§ **Instructions for the task**
Your result should be the lines holding the word "sign", copied from the entries below.

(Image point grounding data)
━━━━

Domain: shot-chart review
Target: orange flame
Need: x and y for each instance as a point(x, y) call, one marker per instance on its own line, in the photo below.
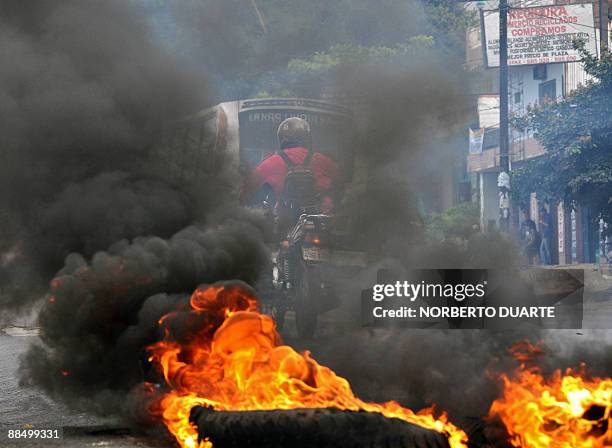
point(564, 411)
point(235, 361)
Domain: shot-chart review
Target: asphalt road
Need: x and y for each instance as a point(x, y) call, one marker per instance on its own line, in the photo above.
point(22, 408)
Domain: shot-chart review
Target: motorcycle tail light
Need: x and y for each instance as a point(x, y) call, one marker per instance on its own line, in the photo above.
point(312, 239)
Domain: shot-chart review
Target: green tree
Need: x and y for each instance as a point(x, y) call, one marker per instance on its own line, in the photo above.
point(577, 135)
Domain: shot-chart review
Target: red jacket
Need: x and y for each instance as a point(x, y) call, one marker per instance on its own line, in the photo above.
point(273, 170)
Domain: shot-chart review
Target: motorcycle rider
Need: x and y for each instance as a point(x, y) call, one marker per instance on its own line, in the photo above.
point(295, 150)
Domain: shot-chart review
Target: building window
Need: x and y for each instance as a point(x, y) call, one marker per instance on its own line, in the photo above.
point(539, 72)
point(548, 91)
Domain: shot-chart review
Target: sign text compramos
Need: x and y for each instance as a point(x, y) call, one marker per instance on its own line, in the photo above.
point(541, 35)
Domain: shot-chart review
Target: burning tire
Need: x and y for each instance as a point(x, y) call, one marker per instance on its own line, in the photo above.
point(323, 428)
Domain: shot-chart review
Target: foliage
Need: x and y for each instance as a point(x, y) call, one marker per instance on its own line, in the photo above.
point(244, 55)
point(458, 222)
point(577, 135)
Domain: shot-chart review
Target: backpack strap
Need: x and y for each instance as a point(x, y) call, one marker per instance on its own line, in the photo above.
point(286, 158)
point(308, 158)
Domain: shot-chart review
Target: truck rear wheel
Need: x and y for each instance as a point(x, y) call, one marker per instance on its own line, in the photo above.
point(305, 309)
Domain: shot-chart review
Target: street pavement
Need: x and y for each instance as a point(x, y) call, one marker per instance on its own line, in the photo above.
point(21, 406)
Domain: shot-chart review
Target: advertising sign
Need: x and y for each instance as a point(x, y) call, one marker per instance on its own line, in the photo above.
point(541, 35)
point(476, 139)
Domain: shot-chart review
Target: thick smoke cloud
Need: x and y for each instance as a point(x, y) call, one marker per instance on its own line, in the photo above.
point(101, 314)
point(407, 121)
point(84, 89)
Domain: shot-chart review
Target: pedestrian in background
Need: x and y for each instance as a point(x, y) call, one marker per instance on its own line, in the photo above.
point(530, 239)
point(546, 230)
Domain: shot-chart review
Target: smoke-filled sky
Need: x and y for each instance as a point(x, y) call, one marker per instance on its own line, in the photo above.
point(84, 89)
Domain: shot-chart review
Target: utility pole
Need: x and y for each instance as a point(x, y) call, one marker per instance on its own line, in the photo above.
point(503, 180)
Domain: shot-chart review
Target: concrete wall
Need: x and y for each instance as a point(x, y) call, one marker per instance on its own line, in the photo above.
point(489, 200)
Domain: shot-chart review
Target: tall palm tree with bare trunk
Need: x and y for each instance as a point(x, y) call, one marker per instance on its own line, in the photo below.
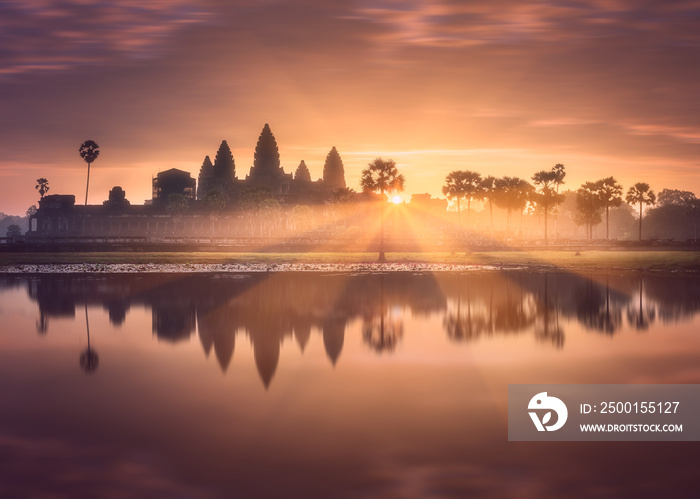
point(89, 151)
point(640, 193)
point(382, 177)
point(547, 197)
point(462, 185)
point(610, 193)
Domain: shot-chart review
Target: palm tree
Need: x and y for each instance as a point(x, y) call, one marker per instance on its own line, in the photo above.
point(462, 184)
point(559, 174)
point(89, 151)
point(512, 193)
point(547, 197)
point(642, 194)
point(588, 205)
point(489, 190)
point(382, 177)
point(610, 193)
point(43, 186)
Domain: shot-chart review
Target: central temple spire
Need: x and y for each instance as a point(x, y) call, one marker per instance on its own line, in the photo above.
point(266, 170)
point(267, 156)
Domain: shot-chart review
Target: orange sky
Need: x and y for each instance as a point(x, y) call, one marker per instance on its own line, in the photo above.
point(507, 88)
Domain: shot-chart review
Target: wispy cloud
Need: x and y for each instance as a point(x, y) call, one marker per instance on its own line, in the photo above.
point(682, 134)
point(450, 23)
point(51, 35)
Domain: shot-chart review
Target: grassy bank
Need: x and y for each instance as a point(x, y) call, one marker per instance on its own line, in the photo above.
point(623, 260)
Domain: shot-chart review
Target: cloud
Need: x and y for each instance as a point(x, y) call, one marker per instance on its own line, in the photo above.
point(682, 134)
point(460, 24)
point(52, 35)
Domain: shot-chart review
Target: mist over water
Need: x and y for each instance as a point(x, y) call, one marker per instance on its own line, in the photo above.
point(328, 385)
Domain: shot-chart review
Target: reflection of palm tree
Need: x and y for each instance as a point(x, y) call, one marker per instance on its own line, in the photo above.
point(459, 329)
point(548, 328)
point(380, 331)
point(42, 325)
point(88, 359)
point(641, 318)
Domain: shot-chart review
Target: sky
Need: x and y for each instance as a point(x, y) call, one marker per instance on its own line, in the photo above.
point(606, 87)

━━━━

§ **The completed task**
Target: sign text compramos
Target: advertising sign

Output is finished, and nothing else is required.